--- DATASET ---

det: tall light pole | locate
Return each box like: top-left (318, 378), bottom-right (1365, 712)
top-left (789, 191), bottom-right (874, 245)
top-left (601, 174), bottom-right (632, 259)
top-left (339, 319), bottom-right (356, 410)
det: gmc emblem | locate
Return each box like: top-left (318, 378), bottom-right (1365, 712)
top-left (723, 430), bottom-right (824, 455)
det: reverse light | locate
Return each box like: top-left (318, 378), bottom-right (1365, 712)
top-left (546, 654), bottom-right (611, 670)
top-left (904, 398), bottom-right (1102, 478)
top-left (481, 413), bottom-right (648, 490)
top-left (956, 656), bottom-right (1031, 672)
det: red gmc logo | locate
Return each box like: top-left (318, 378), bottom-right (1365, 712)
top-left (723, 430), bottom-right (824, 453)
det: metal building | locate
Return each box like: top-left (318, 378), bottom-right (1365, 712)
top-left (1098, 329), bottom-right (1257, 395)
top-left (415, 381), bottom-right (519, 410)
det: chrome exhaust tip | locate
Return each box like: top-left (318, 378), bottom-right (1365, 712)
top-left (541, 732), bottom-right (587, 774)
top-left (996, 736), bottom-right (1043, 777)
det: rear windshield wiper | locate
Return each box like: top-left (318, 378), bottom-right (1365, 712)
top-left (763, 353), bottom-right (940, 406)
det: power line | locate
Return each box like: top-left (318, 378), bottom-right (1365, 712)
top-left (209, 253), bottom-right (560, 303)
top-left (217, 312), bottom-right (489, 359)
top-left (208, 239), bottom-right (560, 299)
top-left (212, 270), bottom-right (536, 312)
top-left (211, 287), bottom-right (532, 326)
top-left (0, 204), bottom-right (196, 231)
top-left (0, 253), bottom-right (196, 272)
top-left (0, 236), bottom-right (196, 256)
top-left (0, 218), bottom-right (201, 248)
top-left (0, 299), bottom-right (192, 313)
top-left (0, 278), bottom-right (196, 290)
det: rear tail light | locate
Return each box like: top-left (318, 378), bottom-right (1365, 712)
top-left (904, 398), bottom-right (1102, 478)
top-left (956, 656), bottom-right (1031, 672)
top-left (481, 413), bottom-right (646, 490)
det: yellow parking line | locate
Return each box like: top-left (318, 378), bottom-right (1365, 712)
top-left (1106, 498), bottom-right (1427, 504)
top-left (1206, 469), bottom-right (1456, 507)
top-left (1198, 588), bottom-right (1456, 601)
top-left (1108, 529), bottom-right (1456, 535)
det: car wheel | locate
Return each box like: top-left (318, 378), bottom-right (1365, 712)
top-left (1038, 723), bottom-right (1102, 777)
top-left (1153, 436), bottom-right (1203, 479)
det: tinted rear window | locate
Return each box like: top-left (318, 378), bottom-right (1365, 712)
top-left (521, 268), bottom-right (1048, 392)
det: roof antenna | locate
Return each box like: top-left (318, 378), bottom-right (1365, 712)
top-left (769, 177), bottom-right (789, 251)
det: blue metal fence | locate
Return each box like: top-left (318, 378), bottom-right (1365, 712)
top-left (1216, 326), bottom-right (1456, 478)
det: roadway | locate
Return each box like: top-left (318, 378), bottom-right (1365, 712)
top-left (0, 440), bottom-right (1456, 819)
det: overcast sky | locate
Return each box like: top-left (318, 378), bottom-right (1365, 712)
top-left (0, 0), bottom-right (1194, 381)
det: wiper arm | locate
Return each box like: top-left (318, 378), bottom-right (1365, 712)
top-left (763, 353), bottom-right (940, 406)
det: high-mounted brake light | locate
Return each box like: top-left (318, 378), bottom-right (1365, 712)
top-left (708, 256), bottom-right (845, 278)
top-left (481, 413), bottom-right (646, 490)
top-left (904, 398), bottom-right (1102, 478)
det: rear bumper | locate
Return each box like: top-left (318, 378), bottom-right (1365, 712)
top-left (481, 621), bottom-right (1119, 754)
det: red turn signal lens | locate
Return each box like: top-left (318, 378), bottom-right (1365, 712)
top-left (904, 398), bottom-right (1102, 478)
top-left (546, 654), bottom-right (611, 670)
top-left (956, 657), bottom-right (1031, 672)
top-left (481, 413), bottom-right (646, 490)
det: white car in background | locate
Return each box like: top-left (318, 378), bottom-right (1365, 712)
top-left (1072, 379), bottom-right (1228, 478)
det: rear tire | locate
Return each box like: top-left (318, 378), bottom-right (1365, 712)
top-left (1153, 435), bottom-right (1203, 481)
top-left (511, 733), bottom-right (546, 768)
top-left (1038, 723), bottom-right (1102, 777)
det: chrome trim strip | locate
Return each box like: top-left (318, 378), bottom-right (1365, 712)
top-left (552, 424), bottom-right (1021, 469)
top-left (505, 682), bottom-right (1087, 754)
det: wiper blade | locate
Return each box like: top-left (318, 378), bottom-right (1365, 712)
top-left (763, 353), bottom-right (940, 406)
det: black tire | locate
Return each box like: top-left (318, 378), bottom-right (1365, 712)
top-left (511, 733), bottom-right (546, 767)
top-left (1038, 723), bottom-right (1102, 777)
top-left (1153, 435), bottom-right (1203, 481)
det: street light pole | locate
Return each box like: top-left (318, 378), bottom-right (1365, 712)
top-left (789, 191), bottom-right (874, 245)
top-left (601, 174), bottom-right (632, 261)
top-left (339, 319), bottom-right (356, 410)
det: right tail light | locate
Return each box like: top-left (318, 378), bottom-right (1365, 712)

---

### YOUR GOAL
Reproduce all of the lines above word for word, with no changes.

### ANSWER BELOW
det: tall light pole | locate
Return each box like: top-left (318, 378), bottom-right (1365, 712)
top-left (789, 191), bottom-right (874, 245)
top-left (601, 174), bottom-right (632, 259)
top-left (339, 319), bottom-right (356, 410)
det: gmc emblem | locate
Return each box like: top-left (318, 378), bottom-right (1365, 712)
top-left (723, 430), bottom-right (824, 455)
det: reverse light | locate
Return each box like: top-left (318, 378), bottom-right (1365, 712)
top-left (546, 654), bottom-right (611, 670)
top-left (904, 398), bottom-right (1102, 478)
top-left (481, 413), bottom-right (648, 490)
top-left (956, 656), bottom-right (1031, 672)
det: red gmc logo | locate
Return each box like: top-left (318, 378), bottom-right (1365, 712)
top-left (723, 430), bottom-right (824, 453)
det: metal building | locate
Return each box like: top-left (318, 378), bottom-right (1365, 712)
top-left (1098, 329), bottom-right (1257, 395)
top-left (415, 381), bottom-right (519, 410)
det: chrome exhaust tip | locate
Return each box like: top-left (318, 378), bottom-right (1365, 712)
top-left (541, 732), bottom-right (587, 774)
top-left (996, 736), bottom-right (1043, 777)
det: rear windshield wiper | locate
Return each box like: top-left (318, 378), bottom-right (1365, 712)
top-left (763, 353), bottom-right (940, 406)
det: power line | locate
Return each box like: top-left (318, 378), bottom-right (1365, 712)
top-left (209, 253), bottom-right (560, 303)
top-left (217, 312), bottom-right (489, 359)
top-left (208, 239), bottom-right (560, 299)
top-left (212, 270), bottom-right (536, 312)
top-left (211, 287), bottom-right (532, 326)
top-left (0, 204), bottom-right (196, 231)
top-left (0, 253), bottom-right (196, 272)
top-left (0, 236), bottom-right (196, 256)
top-left (0, 218), bottom-right (201, 248)
top-left (0, 299), bottom-right (192, 313)
top-left (0, 278), bottom-right (196, 290)
det: rear tail light | locate
Return each box like: top-left (318, 378), bottom-right (1365, 712)
top-left (904, 398), bottom-right (1102, 478)
top-left (956, 656), bottom-right (1031, 672)
top-left (481, 413), bottom-right (646, 490)
det: yellow parking line | locate
Return each box like: top-left (318, 378), bottom-right (1365, 712)
top-left (1106, 498), bottom-right (1427, 504)
top-left (1206, 469), bottom-right (1456, 507)
top-left (1198, 588), bottom-right (1456, 601)
top-left (1108, 529), bottom-right (1456, 535)
det: car wheel | locate
Return each box like: top-left (318, 378), bottom-right (1365, 712)
top-left (1038, 723), bottom-right (1102, 777)
top-left (1153, 436), bottom-right (1203, 479)
det: tinted rear window | locate
Return each box like: top-left (318, 378), bottom-right (1365, 712)
top-left (521, 268), bottom-right (1048, 392)
det: roof antenna | locate
Return each box like: top-left (318, 378), bottom-right (1365, 712)
top-left (769, 177), bottom-right (789, 251)
det: blue metal fence | locate
Return each box like: top-left (318, 378), bottom-right (1365, 712)
top-left (1216, 326), bottom-right (1456, 478)
det: roadway | locate
Return each box like: top-left (318, 378), bottom-right (1365, 712)
top-left (0, 440), bottom-right (1456, 819)
det: overcast sky | locate
Return each box like: top-left (318, 378), bottom-right (1365, 712)
top-left (0, 0), bottom-right (1194, 381)
det: wiper arm | locate
Return each box like: top-left (318, 378), bottom-right (1365, 712)
top-left (763, 353), bottom-right (940, 406)
det: high-mounted brake light | locate
Return each box like: top-left (318, 378), bottom-right (1365, 712)
top-left (708, 256), bottom-right (845, 278)
top-left (481, 413), bottom-right (646, 490)
top-left (904, 398), bottom-right (1102, 478)
det: rear bumper | locate
Return each box like: top-left (318, 378), bottom-right (1365, 712)
top-left (481, 621), bottom-right (1119, 754)
det: red turn signal lens | locate
Return each box like: top-left (318, 378), bottom-right (1365, 712)
top-left (904, 398), bottom-right (1102, 478)
top-left (546, 654), bottom-right (611, 670)
top-left (956, 657), bottom-right (1031, 672)
top-left (481, 413), bottom-right (646, 490)
det: white car in background | locate
Return each box like: top-left (318, 378), bottom-right (1365, 712)
top-left (1072, 379), bottom-right (1228, 478)
det: rear tire | locate
Return each box like: top-left (318, 378), bottom-right (1365, 712)
top-left (1153, 435), bottom-right (1203, 481)
top-left (511, 733), bottom-right (546, 768)
top-left (1038, 723), bottom-right (1102, 777)
det: chrome trim strip | locate
Return each box like: top-left (318, 378), bottom-right (1365, 712)
top-left (552, 424), bottom-right (1021, 469)
top-left (505, 682), bottom-right (1087, 754)
det: wiper blade | locate
Return each box like: top-left (318, 378), bottom-right (1365, 712)
top-left (763, 353), bottom-right (940, 406)
det: black tire | locate
Return each box like: top-left (318, 378), bottom-right (1365, 712)
top-left (511, 733), bottom-right (546, 767)
top-left (1038, 723), bottom-right (1102, 777)
top-left (1153, 435), bottom-right (1203, 481)
det: street light pole | locate
Return each box like: top-left (318, 378), bottom-right (1365, 712)
top-left (789, 191), bottom-right (874, 245)
top-left (601, 174), bottom-right (632, 261)
top-left (339, 319), bottom-right (356, 410)
det: right tail light | locate
Return each box like: top-left (318, 378), bottom-right (1365, 712)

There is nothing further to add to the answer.